**COMPITI DA SVOLGERE:**
**a.** Nel testo sul ricorso, chi aveva impartito le prescrizioni che l'imputato incensurato aveva già adempiuto nel corso delle indagini preliminari?
**b.** Prosegui il testo sul ricorso a partire dall'ultima frase riportata.

**TESTO FORNITO:**

:::::

Con un quarto motivo, ha dedotto vizio di manifesta illogicità della motivazione in relazione al diniego dell'attenuante di cui all'art. 62 n. 6, cod. pen., avendo la Corte d'appello erroneamente valutato i tempi dell'avvenuto risarcimento del danno alla persona offesa, occorsi'.'.ìprima dell'apertura del dibattimento.
Con il quinto motivo, infine, la difesa ha dedotto mancanza della motivazione quanto alla scelta della pena alternativamente prevista, non avendo i giudici territoriali indicato le ragioni della scelta di una pena detentiva nei confronti di soggetto incensurato che aveva adempiuto alle prescrizioni impartite dallo SPRESAL già nel corso delle indagini preliminari e risarcito il danno. Del tutto immotivata, poi, è stata la sospensione della pena, neppure richiesta.

 

Diritto




1. Il ricorso va accolto limitatamente alla attenuante di cui all'art. 62 n. 6, cod. pen. e rigettato nel resto.

:::::

**DATI ESTRATTI:**
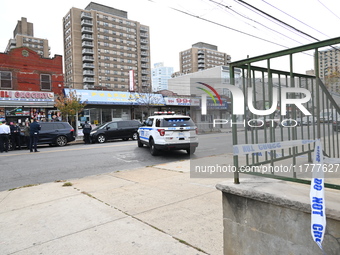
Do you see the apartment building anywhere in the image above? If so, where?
[63,2,151,92]
[319,47,340,93]
[179,42,231,74]
[5,17,51,58]
[151,62,174,92]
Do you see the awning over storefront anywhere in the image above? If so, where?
[0,90,54,108]
[64,89,165,106]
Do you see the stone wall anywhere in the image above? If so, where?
[216,178,340,255]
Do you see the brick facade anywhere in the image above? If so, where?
[0,47,64,94]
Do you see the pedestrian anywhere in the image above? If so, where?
[10,122,21,150]
[30,118,41,152]
[24,121,31,150]
[0,121,11,153]
[83,121,92,144]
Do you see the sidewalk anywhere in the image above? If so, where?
[0,157,231,255]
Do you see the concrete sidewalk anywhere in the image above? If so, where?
[0,158,230,255]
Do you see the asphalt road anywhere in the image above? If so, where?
[0,133,232,191]
[0,127,334,191]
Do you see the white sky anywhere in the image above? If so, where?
[0,0,340,73]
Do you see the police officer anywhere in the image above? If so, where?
[30,118,41,152]
[0,121,11,153]
[83,121,92,144]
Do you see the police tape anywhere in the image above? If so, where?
[233,139,340,251]
[310,139,326,253]
[233,140,315,155]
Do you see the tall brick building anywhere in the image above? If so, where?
[179,42,231,74]
[63,2,151,92]
[5,18,50,58]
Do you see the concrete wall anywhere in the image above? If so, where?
[216,178,340,255]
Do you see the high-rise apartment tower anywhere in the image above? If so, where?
[179,42,231,74]
[5,18,50,58]
[63,2,151,92]
[319,47,340,93]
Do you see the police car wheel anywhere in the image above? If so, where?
[132,132,138,140]
[56,136,67,146]
[97,135,106,143]
[149,138,159,156]
[137,138,143,148]
[187,147,196,155]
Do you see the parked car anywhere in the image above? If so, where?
[90,120,142,143]
[137,112,198,156]
[14,122,76,147]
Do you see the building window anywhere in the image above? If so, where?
[40,74,51,90]
[0,71,12,89]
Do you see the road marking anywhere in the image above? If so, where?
[0,143,137,157]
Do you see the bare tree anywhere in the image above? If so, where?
[54,90,86,126]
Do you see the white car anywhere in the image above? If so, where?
[137,112,198,156]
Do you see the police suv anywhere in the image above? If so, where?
[137,112,198,156]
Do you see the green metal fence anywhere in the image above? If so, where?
[230,37,340,189]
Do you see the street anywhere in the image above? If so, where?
[0,124,334,191]
[0,133,232,191]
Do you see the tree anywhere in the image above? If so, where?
[54,90,86,126]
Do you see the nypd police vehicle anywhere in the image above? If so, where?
[137,112,198,156]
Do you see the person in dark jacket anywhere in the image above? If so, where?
[30,118,41,152]
[24,121,31,150]
[9,122,21,150]
[83,121,92,144]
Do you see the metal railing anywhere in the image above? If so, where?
[230,37,340,189]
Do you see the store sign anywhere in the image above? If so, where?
[164,97,200,106]
[0,90,54,101]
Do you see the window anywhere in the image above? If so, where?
[40,74,51,90]
[0,71,12,89]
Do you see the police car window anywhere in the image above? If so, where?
[162,118,195,127]
[118,121,129,128]
[107,122,117,129]
[146,118,153,127]
[40,123,55,131]
[54,123,65,129]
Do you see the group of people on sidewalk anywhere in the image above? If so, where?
[0,118,41,153]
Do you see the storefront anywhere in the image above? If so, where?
[0,90,55,126]
[161,97,200,115]
[64,89,165,126]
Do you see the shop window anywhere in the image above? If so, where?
[40,74,51,90]
[0,71,12,89]
[102,109,112,123]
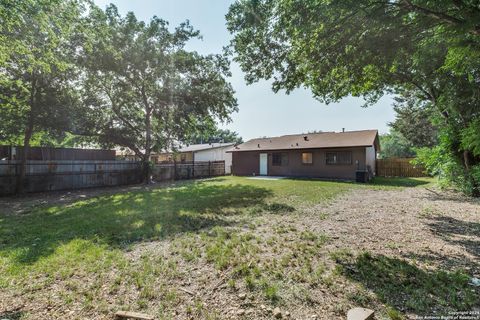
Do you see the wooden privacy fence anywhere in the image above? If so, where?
[0,160,225,195]
[152,161,225,181]
[376,158,427,177]
[0,160,142,195]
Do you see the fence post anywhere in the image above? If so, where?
[173,159,177,180]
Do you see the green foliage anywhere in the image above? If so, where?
[380,130,415,159]
[413,134,480,195]
[82,5,236,168]
[227,0,480,195]
[0,0,84,145]
[186,128,243,144]
[389,92,438,148]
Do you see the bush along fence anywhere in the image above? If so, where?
[152,161,225,181]
[0,160,225,196]
[376,158,427,178]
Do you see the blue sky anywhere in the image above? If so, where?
[95,0,395,140]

:::::

**RISULTATI ATTESI:**
**a.** Lo SPRESAL.

**b.**
2. La Corte territoriale ha dato atto che il Tribunale aveva ricostruito il fatto, in termini pacifici, sulla scorta dei contributi dichiarativi e documentali acquisiti e delle valutazioni del tecnico della difesa, dalle quali aveva inferito l'esistenza di una spiegazione alternativa plausibile dell'infortunio, secondo cui il lavoratore sarebbe scivolato perché il coperchio era stato mal posizionato. Pertanto, muovendo da tale presupposto, aveva ritenuto che l'accaduto non fosse addebitabile a colposa inosservanza di precetti antinfortunistici da parte del datore di lavoro, esso inerendo piuttosto alle modalità esecutive dello specifico tipo di lavorazione, di pertinenza di altre figure di garanti (nella specie, il preposto, il quale non aveva mai denunciato anomalie nella esecuzione di quella lavorazione).
Nel recepire le argomentazioni svolte dal Procuratore generale appellante, la Corte territoriale ha ritenuto, intanto, non necessario procedere alla rinnovazione dell'istruzione, atteso che le censure non inerivano alla valutazione delle prove dichiarative, ma ad un erroneo giudizio del Tribunale che non aveva tenuto conto di un aspetto dirimente, ossia la rilevata e pacifica violazione della normativa antinfortunistica da parte del datore di lavoro che aveva omesso di dotare le vasche di idonea copertura e di sistemi atti a interdire il contatto tra i lavoratori e il liquido in esse contenuto.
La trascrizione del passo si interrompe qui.